*WHAT IS REQUIRED*
The expected output is the first line of the data below and every line after it, up to and including the line containing "Target: blonde hair", each reproduced exactly.

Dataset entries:
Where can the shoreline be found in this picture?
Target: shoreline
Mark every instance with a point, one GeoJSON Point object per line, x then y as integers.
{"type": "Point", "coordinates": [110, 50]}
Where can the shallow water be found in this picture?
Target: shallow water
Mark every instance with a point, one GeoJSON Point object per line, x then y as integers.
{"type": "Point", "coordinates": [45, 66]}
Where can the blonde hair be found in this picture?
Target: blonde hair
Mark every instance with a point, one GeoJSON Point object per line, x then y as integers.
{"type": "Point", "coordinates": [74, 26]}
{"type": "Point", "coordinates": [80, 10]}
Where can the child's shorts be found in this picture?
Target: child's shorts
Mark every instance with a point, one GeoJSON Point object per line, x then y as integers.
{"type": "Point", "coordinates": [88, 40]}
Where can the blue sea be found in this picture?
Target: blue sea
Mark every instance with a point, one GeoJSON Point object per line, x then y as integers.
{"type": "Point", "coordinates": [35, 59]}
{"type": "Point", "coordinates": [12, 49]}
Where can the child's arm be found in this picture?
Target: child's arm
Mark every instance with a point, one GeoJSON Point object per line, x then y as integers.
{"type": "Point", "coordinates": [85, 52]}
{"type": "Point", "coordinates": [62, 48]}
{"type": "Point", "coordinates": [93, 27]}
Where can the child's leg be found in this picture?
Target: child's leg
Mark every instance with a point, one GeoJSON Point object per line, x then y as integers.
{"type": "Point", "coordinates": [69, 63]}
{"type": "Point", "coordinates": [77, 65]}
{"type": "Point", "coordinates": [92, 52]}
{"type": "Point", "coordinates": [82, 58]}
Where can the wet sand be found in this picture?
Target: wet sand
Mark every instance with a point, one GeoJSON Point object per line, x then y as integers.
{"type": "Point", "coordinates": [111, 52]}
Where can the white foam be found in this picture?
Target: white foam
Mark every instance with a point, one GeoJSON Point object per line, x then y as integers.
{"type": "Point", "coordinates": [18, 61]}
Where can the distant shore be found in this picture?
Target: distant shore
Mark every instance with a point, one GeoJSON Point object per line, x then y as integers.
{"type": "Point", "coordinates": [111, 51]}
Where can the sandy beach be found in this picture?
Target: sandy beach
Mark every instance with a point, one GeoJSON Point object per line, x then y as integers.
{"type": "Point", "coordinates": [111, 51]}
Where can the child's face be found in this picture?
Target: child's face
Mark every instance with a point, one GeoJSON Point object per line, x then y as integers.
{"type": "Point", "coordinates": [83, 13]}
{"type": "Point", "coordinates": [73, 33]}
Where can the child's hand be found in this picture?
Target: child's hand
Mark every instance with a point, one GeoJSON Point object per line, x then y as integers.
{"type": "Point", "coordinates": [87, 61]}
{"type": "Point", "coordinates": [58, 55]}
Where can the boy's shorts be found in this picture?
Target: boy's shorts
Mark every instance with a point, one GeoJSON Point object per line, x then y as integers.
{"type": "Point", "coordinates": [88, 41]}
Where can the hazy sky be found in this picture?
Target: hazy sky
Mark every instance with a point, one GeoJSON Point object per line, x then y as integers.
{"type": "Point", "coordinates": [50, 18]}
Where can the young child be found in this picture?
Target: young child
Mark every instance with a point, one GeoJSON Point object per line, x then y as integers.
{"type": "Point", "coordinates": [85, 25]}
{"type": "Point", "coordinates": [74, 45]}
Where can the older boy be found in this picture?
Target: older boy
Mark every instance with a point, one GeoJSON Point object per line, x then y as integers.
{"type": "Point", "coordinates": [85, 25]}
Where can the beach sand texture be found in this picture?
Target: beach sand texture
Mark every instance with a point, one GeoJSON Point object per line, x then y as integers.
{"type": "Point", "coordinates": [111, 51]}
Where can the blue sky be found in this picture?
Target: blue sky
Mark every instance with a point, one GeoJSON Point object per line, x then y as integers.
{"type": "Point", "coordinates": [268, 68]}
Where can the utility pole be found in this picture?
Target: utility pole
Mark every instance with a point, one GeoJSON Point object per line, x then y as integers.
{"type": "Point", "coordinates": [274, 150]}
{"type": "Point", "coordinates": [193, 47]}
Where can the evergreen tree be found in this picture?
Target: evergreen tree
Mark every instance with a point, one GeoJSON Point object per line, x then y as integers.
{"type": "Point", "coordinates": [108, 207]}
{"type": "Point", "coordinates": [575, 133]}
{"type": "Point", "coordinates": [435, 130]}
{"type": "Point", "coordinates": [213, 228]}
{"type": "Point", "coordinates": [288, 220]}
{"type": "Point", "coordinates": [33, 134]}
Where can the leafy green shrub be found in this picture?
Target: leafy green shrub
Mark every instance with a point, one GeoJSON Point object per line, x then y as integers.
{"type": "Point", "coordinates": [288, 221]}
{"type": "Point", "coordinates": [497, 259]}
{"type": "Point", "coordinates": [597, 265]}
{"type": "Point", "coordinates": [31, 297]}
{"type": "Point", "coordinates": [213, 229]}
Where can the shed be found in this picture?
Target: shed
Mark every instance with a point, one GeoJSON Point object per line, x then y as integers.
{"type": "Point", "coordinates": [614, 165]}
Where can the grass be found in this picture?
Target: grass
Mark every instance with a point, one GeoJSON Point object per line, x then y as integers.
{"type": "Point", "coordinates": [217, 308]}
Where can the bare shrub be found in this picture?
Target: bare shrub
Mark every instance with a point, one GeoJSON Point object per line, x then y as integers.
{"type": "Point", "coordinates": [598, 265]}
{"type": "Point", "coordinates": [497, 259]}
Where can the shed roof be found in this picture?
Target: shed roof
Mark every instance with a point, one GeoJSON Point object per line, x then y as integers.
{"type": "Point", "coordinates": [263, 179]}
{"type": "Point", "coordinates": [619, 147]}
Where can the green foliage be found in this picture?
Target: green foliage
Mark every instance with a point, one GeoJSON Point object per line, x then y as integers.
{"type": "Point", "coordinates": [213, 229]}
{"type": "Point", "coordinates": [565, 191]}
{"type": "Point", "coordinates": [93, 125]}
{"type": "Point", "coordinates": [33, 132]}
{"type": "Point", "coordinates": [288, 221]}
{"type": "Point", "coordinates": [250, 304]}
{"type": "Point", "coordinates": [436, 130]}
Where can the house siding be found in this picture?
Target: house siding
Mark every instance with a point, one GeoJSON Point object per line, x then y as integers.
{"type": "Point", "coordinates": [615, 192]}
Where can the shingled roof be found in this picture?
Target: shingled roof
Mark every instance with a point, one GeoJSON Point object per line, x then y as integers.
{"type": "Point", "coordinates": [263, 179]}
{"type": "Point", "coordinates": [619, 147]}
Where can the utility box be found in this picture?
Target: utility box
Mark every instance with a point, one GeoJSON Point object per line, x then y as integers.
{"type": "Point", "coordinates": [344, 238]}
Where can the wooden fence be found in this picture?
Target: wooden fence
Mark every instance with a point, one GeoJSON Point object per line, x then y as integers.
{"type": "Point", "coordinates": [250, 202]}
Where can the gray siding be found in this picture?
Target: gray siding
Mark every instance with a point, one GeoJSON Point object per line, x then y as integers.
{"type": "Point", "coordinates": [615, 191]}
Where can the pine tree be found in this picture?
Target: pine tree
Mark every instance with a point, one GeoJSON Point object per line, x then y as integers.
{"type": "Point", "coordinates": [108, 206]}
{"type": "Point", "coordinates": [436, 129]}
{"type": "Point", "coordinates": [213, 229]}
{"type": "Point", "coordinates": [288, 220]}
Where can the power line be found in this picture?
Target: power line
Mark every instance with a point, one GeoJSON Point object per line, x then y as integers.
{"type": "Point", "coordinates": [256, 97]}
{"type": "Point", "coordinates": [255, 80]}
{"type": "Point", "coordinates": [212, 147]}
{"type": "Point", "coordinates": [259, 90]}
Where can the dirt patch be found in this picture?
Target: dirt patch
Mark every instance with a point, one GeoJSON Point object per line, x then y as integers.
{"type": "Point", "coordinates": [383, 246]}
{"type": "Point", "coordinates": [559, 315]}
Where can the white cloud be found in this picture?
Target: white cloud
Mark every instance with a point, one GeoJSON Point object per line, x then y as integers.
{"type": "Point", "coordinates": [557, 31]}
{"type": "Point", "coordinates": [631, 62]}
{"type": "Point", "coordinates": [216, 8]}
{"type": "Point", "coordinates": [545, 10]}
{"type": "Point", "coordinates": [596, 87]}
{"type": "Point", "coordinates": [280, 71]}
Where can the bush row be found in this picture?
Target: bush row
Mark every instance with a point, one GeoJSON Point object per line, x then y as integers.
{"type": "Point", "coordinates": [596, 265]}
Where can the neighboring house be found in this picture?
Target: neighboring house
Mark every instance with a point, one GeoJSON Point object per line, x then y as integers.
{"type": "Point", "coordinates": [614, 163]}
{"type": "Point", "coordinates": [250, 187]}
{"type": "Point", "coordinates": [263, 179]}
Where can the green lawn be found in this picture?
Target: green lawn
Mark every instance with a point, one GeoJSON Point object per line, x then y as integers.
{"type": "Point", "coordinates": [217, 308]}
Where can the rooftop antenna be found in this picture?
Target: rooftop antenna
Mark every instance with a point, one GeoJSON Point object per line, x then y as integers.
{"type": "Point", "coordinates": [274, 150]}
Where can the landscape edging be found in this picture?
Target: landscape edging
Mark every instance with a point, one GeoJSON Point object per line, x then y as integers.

*ANSWER FOR THE TASK*
Where can the shoreline be found in this picture?
Target: shoreline
Mark every instance with a point, one GeoJSON Point object per line, x then y as integers.
{"type": "Point", "coordinates": [110, 50]}
Where can the shallow water be found in this picture?
Target: shallow water
Mark every instance with a point, one GeoJSON Point object per line, x then y as integers.
{"type": "Point", "coordinates": [45, 66]}
Where can the blonde hair be found in this picture?
Target: blonde hair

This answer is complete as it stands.